Market data show an ever-widening gap between ECF and TCF (Totally
Chlorine-Free) production. Over the last five years, ECF grew at an annual rate
approaching 15% per year, with an additional 6.5 million tons entering the
market in 1999. Over the same period, TCF remained steady at 6% of world
bleached chemical pulp production.
Amid
growing public and scientific debate about bleaching technologies, consensus is
emerging around three important developments. First, chlorine dioxide, the
cornerstone of ECF, is an environmentally superior bleaching agent. Second,
chlorine dioxide is not a barrier to closing a mill's process water loop. Third,
market growth is being driven by ECF. This consensus suggests that chlorine
dioxide is not an interim technology, nor is it a transitional phase in the
industry's quest for the minimum-impact mill.
The
clear and urgent need to eliminate persistent, bio-accumulative, toxic
substances in pulp and paper mill waste water has pushed the conversion to
chlorine dioxide bleaching. But some feel this conversion is simply not enough.
Two divergent approaches shape the public debate: ECF and Totally Chlorine-Free
(TCF). The U.S. EPA's proposed Cluster Rule for the pulp and paper industry,
which has ECF as one of its core Best Available Technology (BAT) elements, has
sharpened the focus. This paper discusses why ECF is the consensus choice for
pollution prevention technology for the bleached pulp and paper industry.
ECF
bleaching, while producing high quality pulp:
The chlorine
dioxide molecule consists of one chlorine atom and two oxygen atoms. The
oxidation level of the chlorine atom in chlorine dioxide is +4, while the
oxidation level of the chlorine atom in molecular chlorine is 0. Based on
reduction to chloride at an oxidation level of -1, there is a change of five
oxidation levels with chlorine dioxide compared to one for elemental chlorine.
Chlorine dioxide therefore has five times the oxidation potential.

> _Source data_
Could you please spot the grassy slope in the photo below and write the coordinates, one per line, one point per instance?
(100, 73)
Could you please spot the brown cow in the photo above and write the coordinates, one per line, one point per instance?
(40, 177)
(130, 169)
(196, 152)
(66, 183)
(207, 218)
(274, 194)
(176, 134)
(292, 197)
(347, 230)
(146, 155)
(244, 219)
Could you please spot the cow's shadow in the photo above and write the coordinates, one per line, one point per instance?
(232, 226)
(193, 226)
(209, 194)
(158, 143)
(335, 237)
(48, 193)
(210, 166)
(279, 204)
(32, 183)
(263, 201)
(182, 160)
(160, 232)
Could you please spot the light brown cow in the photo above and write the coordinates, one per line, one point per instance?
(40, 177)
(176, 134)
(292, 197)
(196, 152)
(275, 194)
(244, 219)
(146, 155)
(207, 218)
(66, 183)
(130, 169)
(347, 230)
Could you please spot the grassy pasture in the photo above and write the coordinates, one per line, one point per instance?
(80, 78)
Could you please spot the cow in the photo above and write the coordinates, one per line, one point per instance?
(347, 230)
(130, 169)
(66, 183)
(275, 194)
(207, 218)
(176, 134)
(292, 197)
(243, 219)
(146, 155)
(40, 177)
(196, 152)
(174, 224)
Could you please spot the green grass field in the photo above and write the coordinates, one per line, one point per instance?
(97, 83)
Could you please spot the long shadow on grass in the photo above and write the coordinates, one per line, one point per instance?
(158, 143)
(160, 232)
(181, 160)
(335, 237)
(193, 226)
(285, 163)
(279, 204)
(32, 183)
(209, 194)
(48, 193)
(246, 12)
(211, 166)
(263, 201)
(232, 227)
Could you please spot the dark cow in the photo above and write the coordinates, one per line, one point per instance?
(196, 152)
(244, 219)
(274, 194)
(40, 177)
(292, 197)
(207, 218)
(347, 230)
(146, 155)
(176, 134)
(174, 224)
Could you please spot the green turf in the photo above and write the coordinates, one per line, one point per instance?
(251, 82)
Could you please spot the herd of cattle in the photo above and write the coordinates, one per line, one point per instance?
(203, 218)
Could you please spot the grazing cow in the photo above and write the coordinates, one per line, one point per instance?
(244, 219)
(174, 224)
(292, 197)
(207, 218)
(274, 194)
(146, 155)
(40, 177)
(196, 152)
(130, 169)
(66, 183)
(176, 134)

...

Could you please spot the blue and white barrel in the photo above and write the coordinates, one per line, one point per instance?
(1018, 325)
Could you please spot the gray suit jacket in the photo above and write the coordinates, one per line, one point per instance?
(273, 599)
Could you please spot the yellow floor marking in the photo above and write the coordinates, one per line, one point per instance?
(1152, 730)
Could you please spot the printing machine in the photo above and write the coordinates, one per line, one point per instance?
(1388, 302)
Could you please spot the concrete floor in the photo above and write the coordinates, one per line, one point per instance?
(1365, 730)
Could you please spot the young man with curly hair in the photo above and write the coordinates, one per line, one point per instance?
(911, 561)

* * *

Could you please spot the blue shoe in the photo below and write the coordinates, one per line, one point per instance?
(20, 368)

> _Prompt 1_
What are the three developments around which, according to the pulp bleaching passage, consensus is emerging?
> _Prompt 2_
Could you write out the pulp bleaching passage between "Two divergent approaches" and "and paper industry.", inclusive?
The records are independent material, unrelated to the pulp bleaching passage.

> _Answer box 1_
- Chlorine dioxide, the cornerstone of ECF, is an environmentally superior bleaching agent.
- Chlorine dioxide is not a barrier to closing a mill's process water loop.
- Market growth is being driven by ECF.

> _Answer box 2_
Two divergent approaches shape the public debate: ECF and Totally Chlorine-Free
(TCF). The U.S. EPA's proposed Cluster Rule for the pulp and paper industry,
which has ECF as one of its core Best Available Technology (BAT) elements, has
sharpened the focus. This paper discusses why ECF is the consensus choice for
pollution prevention technology for the bleached pulp and paper industry.